▸ Objectives
1: In the test suite notes, which option makes the runtests script keep every log file that a test generates?
2: Extend the test suite notes, picking up after their last sentence on disabled test numbers.

--- START OF Selection ---

TCP ports used by default:

  - 8990 on localhost for HTTP tests
  - 8991 on localhost for HTTPS tests
  - 8994 on localhost for HTTP IPv6 tests
  - 8992 on localhost for FTP tests
  - 8995 on localhost for FTP (2) tests
  - 8993 on localhost for FTPS tests
  - 8996 on localhost for FTP IPv6 tests
  - 8997 on localhost for TFTP tests
  - 8999 on localhost for SCP/SFTP tests
  - 9000 on localhost for SOCKS tests

  The test suite runs simple FTP, HTTP and TFTP servers on these ports to
  which it makes requests.  For SSL tests, it runs stunnel to handle
  encryption to the regular servers. For SSH, it runs a standard OpenSSH
  server. For SOCKS4/5 tests SSH is used to perform the SOCKS functionality
  and requires a SSH client and server.

  The base port number shown above can be changed using runtests' -b option
  to allow running more than one instance of the test suite simultaneously
  on one machine.

Run:
  'make test'. This builds the test suite support code and invokes the
  'runtests.pl' perl script to run all the tests. Edit the top variables
  of that script in case you have some specific needs, or run the script
  manually (after the support code has been built).

  The script breaks on the first test that doesn't do OK. Use -a to prevent
  the script from abort on the first error. Run the script with -v for more
  verbose output. Use -d to run the test servers with debug output enabled as
  well. Specifying -k keeps all the log files generated by the test intact.

  Use -s for shorter output, or pass test numbers to run specific tests only
  (like "./runtests.pl 3 4" to test 3 and 4 only). It also supports test case
  ranges with 'to', as in "./runtests 3 to 9" which runs the seven tests from
  3 to 9. Any test numbers starting with ! are disabled, as are any test
  numbers found in the file data/DISABLED (one per line).

--- END OF Selection ---
--- START OF Data shown ---

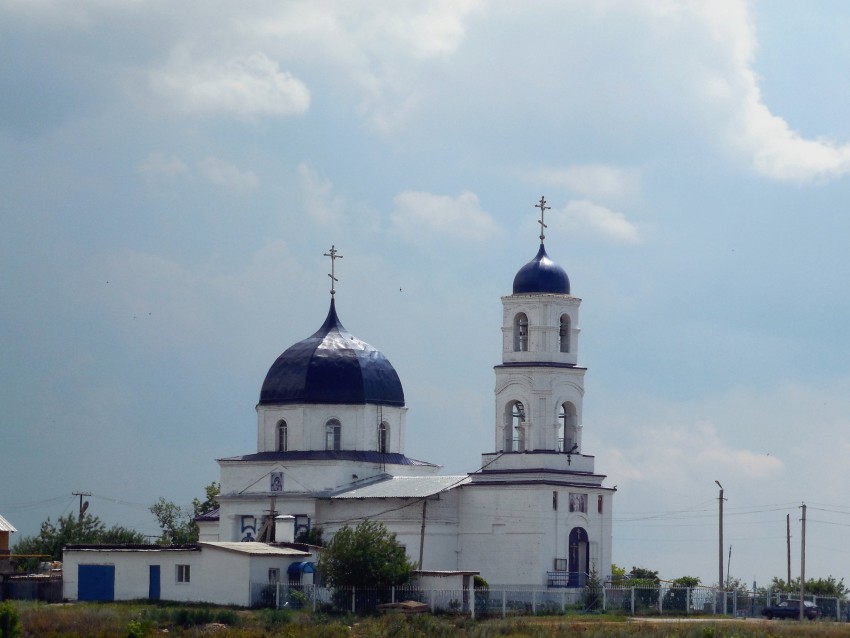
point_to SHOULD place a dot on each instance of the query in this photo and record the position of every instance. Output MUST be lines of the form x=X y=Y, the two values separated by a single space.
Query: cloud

--- END OF Data shown ---

▸ Outputs for the tasks
1: The -k option.

2:
Shell startup scripts:
  Tests which use the ssh test server, SCP/SFTP/SOCKS tests, might be badly
  influenced by the output of system wide or user specific shell startup scripts,
  .bashrc, .profile, /etc/csh.cshrc, .login, /etc/bashrc, etc. which output text
  messages or escape sequences on user login.  When these shell startup messages
  or escape sequences are output they might corrupt the expected stream of data
  which flows to the sftp-server or from the ssh client which can result in bad
  test behaviour or even prevent the test server from running.

  If the test suite ssh or sftp server fails to start up and logs the message
  'Received message too long' then you are certainly suffering the unwanted
  output of a shell startup script.  Locate, cleanup or adjust the shell script.

Memory:
  The test script will check that all allocated memory is freed properly IF
  curl has been built with the CURLDEBUG define set. The script will
  automatically detect if that is the case, and it will use the ../memanalyze
  script to analyze the memory debugging output.

  The -t option will enable torture testing mode, which runs each test
  many times but causes a different memory allocation to fail on each
  successive run.  This tests the out of memory error handling code to
  ensure that memory leaks do not occur even in those situations.

Debug:
  If a test case fails, you can conveniently get the script to invoke the
  debugger (gdb) for you with the server running and the exact same command
  line parameters that failed. Just invoke 'runtests.pl <test number> -g' and
  then just type 'run' in the debugger to perform the command through the
  debugger.

  If a test case causes a core dump, analyze it by running gdb like:

          # gdb ../curl/src core

  ... and get a stack trace with the gdb command:

          (gdb) where

Logs:
  All logs are generated in the logs/ subdirectory (it is emptied first
  in the runtests.pl script). Use runtests.pl -k to keep the temporary files
  after the test run.

Data:
  All test cases are put in the data/ subdirectory. Each test is stored in the
  file named according to the test number.

  See FILEFORMAT for the description of the test case files.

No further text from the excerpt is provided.